- TRECHO SELECIONADO
No filme
Nos Bastidores da Notícia (Broadcast News), de 1987, o
personagem Tom Grunick, vivido por William Hurt, é um âncora de
telejornal narcisista e inescrupuloso que manipula o aspecto patético do
noticiário para ganhar audiência e, principalmente, prestígio
profissional. Na sequência-chave da trama, ele edita um VT inserindo
imagens de si mesmo chorando ao escutar o relato de uma entrevistada,
vítima de estupro. Mas os métodos antiéticos e o jornalismo emocional e
grotesco, na mesma medida em que o tornam queridinho dos chefes e
executivos da emissora, rendem a ele a crítica e o desprezo entre os
colegas.
O filme foi escrito e dirigido por James L. Brooks. No ano seguinte,
Brooks seria criador, junto ao desenhista Matt Groening, do desenho
animado
Os Simpsons, uma das primeiras e mais contundentes
sátiras à estereotípica família de classe média norte-americana, saída
da Era Reagan com os valores exacerbadamente egocêntricos, materialistas
e fúteis, preocupados tão somente com o lazer e o dia de amanhã, e com
um desdém assumido por todo aprofundamento, toda crítica, toda
ponderação.
O pai da família-escárnio concebida por Brooks e Groening, Homer
Simpson, é uma figura simplória, trabalhador honesto porém disposto a
pequenas mentiras e jeitinhos para satisfazer vontades ou resolver
problemas. Desligado de questões que vão além de seu próprio jardim,
tudo que Homer almeja em cada episódio é manter-se confortável em sua
rotina, sem questionar o mundo, e refestelar-se no sofá após cada dia de
trabalho para assistir a televisão.

[Entradas de um conjunto de anotações de pontos]
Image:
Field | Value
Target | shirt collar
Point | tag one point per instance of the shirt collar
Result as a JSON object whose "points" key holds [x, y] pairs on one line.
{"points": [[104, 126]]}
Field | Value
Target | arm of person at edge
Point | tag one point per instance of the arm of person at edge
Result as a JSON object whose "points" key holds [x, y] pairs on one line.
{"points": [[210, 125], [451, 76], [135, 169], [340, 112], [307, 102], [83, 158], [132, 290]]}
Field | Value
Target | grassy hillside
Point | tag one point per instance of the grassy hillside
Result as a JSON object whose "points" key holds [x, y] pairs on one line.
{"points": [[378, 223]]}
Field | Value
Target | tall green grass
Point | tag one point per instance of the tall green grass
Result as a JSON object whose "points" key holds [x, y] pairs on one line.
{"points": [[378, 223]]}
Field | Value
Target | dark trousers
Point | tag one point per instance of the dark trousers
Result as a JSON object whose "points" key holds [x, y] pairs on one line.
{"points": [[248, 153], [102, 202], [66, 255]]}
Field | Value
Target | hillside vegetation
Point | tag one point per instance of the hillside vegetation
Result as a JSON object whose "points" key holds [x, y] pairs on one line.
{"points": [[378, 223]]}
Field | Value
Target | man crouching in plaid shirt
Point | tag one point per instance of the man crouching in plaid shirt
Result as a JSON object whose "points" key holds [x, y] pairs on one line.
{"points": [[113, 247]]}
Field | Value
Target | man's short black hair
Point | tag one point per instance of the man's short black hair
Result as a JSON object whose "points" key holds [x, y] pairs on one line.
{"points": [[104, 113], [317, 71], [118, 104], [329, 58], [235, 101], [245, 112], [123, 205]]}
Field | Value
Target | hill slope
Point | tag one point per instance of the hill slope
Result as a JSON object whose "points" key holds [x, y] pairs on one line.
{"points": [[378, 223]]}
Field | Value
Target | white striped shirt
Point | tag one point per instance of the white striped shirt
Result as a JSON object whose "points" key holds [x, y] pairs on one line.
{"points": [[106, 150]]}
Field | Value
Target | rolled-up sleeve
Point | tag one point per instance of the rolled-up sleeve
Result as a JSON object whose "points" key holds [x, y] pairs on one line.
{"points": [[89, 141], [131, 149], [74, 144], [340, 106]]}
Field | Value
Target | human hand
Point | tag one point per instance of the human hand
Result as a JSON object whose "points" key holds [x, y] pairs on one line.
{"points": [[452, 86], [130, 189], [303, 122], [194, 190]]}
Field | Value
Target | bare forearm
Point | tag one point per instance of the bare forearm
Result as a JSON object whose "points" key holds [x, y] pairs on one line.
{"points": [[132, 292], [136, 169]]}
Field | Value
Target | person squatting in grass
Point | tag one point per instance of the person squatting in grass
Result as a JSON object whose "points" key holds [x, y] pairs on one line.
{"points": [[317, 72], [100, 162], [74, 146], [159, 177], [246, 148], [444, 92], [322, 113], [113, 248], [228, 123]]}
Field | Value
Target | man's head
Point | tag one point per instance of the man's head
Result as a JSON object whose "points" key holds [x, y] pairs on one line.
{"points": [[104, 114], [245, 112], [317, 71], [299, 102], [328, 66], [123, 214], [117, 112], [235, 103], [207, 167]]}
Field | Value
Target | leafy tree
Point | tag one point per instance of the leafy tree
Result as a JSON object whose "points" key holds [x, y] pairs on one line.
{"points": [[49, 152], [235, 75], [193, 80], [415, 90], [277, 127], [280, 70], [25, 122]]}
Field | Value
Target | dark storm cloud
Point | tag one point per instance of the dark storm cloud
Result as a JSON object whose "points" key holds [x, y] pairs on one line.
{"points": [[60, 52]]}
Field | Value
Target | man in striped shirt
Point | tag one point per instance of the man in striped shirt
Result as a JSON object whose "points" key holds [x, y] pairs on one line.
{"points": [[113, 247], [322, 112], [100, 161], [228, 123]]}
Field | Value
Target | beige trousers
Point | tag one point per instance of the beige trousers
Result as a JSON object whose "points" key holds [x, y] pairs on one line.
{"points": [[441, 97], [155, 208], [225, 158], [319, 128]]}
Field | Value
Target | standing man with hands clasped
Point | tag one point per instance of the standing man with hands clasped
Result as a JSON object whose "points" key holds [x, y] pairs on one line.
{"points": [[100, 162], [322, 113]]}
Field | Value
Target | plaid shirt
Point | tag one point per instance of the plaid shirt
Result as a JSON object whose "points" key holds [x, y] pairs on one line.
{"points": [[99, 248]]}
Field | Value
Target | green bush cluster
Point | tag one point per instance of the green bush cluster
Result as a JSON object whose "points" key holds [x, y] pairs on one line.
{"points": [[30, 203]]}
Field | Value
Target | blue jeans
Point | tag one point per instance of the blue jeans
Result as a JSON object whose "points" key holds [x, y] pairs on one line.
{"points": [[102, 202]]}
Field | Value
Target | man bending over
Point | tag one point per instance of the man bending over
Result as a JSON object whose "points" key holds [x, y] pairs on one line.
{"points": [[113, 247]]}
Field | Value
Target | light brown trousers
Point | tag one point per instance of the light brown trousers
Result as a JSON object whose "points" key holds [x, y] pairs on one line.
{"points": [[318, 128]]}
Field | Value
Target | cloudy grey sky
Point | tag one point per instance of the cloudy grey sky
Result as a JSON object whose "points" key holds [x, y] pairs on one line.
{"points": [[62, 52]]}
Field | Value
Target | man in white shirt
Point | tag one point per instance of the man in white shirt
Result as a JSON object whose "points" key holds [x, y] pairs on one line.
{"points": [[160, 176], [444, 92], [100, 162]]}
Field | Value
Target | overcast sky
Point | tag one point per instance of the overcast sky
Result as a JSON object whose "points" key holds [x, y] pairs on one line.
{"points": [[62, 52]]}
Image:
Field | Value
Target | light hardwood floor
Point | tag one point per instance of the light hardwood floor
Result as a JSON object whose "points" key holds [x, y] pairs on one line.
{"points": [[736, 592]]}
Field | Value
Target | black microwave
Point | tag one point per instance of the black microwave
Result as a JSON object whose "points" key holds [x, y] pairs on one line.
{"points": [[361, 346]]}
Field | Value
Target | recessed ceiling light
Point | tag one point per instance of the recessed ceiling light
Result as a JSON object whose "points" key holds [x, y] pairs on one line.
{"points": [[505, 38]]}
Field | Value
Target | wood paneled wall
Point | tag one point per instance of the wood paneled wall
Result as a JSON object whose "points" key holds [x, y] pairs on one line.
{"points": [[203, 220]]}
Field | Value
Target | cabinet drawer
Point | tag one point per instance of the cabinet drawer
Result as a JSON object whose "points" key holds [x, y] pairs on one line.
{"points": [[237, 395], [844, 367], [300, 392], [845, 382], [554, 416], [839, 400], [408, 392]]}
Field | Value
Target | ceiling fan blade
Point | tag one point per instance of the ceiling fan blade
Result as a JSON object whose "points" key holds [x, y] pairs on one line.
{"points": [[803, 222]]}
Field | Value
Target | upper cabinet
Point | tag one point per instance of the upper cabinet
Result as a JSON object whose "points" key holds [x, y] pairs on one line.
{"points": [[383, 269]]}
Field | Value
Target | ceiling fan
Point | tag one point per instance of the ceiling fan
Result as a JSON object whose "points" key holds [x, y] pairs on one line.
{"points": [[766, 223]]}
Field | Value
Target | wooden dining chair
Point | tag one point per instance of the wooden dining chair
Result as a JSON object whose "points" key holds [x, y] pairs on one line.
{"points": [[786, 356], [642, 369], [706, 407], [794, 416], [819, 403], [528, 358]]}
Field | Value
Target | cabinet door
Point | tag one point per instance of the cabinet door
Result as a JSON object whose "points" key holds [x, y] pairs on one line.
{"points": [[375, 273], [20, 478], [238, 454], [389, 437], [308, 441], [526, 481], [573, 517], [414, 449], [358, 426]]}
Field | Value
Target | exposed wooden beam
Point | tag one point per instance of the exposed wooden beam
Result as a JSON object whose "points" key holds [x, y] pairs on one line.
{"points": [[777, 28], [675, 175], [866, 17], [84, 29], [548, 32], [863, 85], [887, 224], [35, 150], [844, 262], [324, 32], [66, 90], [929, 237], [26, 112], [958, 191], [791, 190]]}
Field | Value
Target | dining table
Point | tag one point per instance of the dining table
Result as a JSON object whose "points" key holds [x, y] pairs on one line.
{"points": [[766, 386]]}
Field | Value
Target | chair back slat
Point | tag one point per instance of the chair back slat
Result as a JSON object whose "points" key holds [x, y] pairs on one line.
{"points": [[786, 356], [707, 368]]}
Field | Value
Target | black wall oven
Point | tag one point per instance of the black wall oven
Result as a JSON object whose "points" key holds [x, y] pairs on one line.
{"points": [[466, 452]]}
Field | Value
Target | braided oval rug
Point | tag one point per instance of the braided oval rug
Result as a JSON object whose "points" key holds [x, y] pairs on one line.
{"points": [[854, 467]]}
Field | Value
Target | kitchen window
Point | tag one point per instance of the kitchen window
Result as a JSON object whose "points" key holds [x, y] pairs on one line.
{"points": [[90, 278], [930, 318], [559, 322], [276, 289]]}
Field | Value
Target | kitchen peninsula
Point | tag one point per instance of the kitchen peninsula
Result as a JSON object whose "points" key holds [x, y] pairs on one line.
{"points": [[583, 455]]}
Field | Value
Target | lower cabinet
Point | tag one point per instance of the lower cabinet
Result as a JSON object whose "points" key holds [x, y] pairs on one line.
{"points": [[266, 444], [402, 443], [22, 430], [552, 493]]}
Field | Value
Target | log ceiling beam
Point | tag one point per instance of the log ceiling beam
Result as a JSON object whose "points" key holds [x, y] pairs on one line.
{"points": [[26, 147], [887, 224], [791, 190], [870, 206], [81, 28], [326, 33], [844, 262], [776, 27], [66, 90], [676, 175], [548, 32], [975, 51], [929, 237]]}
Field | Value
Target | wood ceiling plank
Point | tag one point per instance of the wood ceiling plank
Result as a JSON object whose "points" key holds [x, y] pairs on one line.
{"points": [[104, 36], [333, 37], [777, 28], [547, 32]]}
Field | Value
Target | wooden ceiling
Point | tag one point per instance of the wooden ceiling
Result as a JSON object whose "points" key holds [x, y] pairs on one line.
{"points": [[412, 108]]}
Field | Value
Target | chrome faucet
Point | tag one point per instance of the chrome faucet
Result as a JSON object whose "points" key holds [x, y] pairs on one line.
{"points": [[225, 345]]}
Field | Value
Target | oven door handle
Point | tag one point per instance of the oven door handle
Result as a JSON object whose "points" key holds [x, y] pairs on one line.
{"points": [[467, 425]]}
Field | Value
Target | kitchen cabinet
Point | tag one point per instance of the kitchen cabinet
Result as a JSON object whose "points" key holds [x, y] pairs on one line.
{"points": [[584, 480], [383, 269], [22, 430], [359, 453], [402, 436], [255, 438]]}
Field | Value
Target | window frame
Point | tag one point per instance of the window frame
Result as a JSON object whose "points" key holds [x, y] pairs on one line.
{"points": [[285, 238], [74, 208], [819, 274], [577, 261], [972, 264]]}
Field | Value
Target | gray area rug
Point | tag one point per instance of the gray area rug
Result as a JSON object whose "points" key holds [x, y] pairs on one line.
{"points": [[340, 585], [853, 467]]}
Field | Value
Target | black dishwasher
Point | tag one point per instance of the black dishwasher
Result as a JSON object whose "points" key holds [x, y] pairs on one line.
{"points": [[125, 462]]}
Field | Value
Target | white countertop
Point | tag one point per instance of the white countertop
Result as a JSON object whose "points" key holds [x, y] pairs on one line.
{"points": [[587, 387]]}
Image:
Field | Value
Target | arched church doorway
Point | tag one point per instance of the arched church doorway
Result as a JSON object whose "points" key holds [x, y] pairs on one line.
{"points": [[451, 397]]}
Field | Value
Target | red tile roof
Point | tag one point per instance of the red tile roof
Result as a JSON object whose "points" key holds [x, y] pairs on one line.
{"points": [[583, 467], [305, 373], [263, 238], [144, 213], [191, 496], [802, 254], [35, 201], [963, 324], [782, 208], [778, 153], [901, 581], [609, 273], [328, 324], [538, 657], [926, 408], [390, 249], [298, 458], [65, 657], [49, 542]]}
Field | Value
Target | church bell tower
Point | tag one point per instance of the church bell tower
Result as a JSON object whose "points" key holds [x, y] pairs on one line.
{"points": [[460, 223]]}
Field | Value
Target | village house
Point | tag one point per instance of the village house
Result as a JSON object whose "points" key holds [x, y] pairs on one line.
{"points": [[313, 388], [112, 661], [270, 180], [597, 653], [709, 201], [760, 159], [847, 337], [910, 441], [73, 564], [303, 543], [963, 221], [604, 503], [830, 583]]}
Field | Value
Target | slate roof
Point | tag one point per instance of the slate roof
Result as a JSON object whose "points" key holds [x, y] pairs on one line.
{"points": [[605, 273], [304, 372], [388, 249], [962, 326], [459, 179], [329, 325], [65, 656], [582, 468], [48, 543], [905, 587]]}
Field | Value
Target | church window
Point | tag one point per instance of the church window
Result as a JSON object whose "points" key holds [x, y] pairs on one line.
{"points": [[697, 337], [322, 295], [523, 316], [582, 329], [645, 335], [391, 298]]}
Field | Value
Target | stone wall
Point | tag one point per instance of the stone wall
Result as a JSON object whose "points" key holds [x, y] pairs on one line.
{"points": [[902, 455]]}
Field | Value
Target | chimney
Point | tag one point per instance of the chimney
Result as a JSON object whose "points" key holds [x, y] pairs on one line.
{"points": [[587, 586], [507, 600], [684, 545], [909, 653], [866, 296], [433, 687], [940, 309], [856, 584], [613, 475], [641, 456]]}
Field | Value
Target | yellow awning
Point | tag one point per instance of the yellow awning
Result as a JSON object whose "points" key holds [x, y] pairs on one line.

- INSTRUÇÕES
1. Com base no trecho selecionado, explique em uma a três frases por que Tom Grunick manipula o aspecto patético do noticiário.
2. Transcreva do trecho selecionado a parte que vai de "O filme foi" a "ponderação.", sem alterar nada.

- RESPOSTAS
1. Tom Grunick manipula o aspecto patético do noticiário para ganhar audiência e, principalmente, prestígio profissional.

2.
O filme foi escrito e dirigido por James L. Brooks. No ano seguinte,
Brooks seria criador, junto ao desenhista Matt Groening, do desenho
animado
Os Simpsons, uma das primeiras e mais contundentes
sátiras à estereotípica família de classe média norte-americana, saída
da Era Reagan com os valores exacerbadamente egocêntricos, materialistas
e fúteis, preocupados tão somente com o lazer e o dia de amanhã, e com
um desdém assumido por todo aprofundamento, toda crítica, toda
ponderação.